• [What you will do] Rewrite the records below, replacing each occurrence of "polygon" with "outline" and leaving every other character unchanged.

• [Material provided]
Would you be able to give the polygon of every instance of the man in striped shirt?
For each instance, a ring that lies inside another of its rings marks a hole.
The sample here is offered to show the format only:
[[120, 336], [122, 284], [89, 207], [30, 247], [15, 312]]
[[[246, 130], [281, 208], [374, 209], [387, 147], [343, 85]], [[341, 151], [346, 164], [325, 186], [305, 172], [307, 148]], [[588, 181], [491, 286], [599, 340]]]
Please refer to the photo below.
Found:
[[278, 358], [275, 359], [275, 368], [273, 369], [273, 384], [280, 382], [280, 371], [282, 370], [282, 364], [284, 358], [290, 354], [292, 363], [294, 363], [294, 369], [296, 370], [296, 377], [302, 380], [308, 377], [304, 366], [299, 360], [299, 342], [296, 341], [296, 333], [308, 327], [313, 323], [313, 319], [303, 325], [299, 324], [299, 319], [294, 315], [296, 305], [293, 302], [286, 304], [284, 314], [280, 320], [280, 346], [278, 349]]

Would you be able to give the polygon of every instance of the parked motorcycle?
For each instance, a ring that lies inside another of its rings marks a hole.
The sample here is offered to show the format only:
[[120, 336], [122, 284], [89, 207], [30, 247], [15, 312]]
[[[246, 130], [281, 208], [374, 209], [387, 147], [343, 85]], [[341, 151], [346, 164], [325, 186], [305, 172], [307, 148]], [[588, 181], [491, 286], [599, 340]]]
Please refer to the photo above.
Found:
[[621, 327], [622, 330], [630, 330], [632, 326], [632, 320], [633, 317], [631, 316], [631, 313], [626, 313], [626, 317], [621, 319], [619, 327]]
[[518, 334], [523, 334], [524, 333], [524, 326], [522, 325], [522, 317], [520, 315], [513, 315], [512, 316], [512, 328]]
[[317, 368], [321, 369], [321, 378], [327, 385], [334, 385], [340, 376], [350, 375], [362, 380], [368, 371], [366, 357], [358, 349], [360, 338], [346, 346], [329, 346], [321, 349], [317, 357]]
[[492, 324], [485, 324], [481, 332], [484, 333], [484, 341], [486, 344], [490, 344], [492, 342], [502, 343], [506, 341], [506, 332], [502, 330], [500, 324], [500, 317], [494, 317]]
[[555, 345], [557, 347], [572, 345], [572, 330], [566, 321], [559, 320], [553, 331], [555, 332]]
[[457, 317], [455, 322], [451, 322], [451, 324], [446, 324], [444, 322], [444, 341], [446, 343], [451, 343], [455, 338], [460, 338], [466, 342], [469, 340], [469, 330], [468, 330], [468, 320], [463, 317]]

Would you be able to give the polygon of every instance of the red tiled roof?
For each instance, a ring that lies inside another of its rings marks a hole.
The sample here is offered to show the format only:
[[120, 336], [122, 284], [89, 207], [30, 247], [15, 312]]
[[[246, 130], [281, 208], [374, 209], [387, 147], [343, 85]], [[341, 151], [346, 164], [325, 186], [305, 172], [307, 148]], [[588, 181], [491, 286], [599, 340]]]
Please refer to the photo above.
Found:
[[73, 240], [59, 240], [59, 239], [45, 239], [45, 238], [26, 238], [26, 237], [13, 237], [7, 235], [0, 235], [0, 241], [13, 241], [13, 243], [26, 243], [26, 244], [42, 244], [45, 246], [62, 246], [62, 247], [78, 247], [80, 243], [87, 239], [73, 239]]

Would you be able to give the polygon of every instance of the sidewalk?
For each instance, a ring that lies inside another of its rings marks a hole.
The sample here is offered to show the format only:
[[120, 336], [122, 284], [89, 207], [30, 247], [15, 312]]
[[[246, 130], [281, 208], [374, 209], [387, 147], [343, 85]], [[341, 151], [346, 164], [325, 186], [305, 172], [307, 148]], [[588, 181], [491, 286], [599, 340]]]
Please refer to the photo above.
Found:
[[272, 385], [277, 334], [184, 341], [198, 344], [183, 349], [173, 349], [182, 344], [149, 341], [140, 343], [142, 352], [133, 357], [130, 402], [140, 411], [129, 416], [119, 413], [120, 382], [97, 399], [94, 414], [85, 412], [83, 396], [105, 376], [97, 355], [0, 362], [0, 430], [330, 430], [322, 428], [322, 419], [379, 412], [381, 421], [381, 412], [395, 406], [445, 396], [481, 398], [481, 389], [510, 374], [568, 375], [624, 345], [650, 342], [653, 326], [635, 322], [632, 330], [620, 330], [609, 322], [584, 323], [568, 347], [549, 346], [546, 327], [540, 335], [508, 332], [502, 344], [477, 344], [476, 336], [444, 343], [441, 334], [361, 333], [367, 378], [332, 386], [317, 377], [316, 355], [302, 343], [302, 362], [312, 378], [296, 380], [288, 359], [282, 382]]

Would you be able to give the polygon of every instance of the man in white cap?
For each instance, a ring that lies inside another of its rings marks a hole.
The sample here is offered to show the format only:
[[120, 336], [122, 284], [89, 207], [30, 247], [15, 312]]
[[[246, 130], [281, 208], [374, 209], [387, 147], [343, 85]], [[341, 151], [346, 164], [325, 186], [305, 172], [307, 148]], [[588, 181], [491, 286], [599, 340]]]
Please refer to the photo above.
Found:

• [Correct result]
Would you be able to give the outline of every instance of the man in striped shirt?
For each instance, a ring that lies inside another of its rings marks a hole.
The sample here is offered to show the format only:
[[120, 336], [122, 284], [89, 207], [30, 247], [15, 312]]
[[[246, 130], [281, 208], [374, 209], [387, 147], [343, 85]], [[341, 151], [346, 164], [325, 186], [305, 172], [307, 148]], [[588, 181], [491, 286], [599, 340]]]
Please refer to the photo below.
Found:
[[278, 358], [275, 359], [275, 368], [273, 369], [273, 384], [280, 382], [280, 371], [282, 370], [282, 364], [284, 358], [290, 354], [292, 363], [294, 363], [294, 369], [296, 370], [296, 377], [302, 380], [308, 377], [304, 366], [299, 360], [299, 342], [296, 341], [296, 333], [308, 327], [313, 323], [313, 319], [303, 325], [299, 324], [299, 319], [294, 315], [296, 305], [293, 302], [286, 304], [284, 314], [280, 320], [280, 346], [278, 349]]

Would you be able to give the outline of every instance of the parked motorcycle?
For each instance, a ring that lies inside another of its rings marks a hole.
The sample here is offered to show the format only:
[[120, 336], [122, 284], [89, 207], [30, 247], [15, 312]]
[[[246, 130], [281, 208], [374, 209], [387, 147], [343, 85]], [[341, 151], [346, 164], [325, 186], [305, 172], [307, 148]], [[588, 181], [491, 286], [599, 340]]]
Please refer to the photo above.
Found:
[[621, 327], [622, 330], [630, 330], [632, 326], [632, 320], [633, 317], [631, 316], [631, 313], [626, 313], [626, 317], [621, 319], [619, 327]]
[[518, 334], [523, 334], [524, 333], [524, 326], [522, 325], [522, 317], [520, 315], [513, 315], [512, 316], [512, 328]]
[[317, 368], [321, 369], [321, 378], [327, 385], [334, 385], [340, 376], [350, 375], [362, 380], [368, 371], [366, 357], [358, 349], [360, 338], [346, 346], [329, 346], [321, 349], [317, 357]]
[[492, 324], [485, 324], [481, 332], [484, 333], [484, 341], [486, 344], [490, 344], [492, 342], [502, 343], [506, 341], [506, 332], [502, 330], [500, 324], [500, 317], [494, 317]]
[[555, 345], [557, 347], [572, 345], [572, 330], [566, 321], [559, 320], [553, 331], [555, 332]]
[[457, 317], [455, 322], [451, 322], [451, 324], [446, 324], [444, 322], [444, 341], [446, 343], [451, 343], [455, 338], [460, 338], [466, 342], [469, 340], [469, 330], [468, 330], [468, 320], [463, 317]]

Would you be able to give the outline of every instance of the red tiled roof?
For each instance, a ring that lies inside another of its rings marks a hole.
The sample here is offered to show the format only:
[[120, 336], [122, 284], [89, 207], [30, 247], [15, 312]]
[[[246, 130], [281, 208], [374, 209], [387, 147], [343, 85]], [[341, 151], [346, 164], [325, 186], [305, 172], [307, 148]], [[588, 181], [491, 286], [599, 340]]]
Please refer to the photo above.
Found:
[[73, 240], [59, 240], [59, 239], [45, 239], [45, 238], [26, 238], [26, 237], [13, 237], [7, 235], [0, 235], [0, 241], [13, 241], [13, 243], [26, 243], [26, 244], [42, 244], [45, 246], [62, 246], [62, 247], [78, 247], [80, 243], [87, 239], [73, 239]]

Would you be able to give the outline of every instance of the sidewalk?
For each instance, a ring that lies inside another of its rings marks a hole.
The sample here is offered to show the format only:
[[120, 336], [122, 284], [89, 207], [30, 247], [15, 312]]
[[[246, 130], [281, 208], [374, 209], [387, 147], [343, 85]], [[341, 151], [346, 164], [325, 186], [305, 172], [307, 148]], [[588, 181], [491, 286], [599, 340]]]
Please refer to the photo above.
Found:
[[272, 385], [277, 334], [184, 341], [198, 344], [183, 349], [173, 349], [182, 344], [149, 341], [140, 343], [142, 352], [133, 357], [130, 402], [140, 411], [129, 416], [119, 413], [120, 382], [97, 399], [94, 414], [85, 412], [83, 396], [105, 376], [97, 355], [0, 362], [0, 430], [330, 430], [322, 428], [322, 419], [379, 412], [381, 421], [381, 412], [395, 406], [445, 396], [481, 398], [481, 389], [510, 374], [568, 375], [624, 345], [650, 342], [653, 326], [635, 322], [632, 330], [620, 330], [609, 322], [584, 323], [568, 347], [549, 346], [546, 327], [540, 335], [508, 332], [502, 344], [477, 344], [476, 336], [444, 343], [441, 334], [361, 333], [367, 378], [332, 386], [317, 377], [316, 355], [302, 343], [302, 362], [312, 378], [296, 380], [288, 359], [282, 382]]

Would you be able to give the outline of every instance of the man in white cap?
For each instance, a ring that lies inside another of its rings marks a hole.
The sample here is offered to show the format only:
[[120, 336], [122, 284], [89, 207], [30, 247], [15, 312]]
[[[246, 130], [281, 208], [374, 209], [387, 147], [343, 85]], [[341, 151], [346, 164], [325, 186], [305, 172], [307, 148]], [[588, 181], [491, 286], [599, 340]]]
Please refer to the photo above.
Found:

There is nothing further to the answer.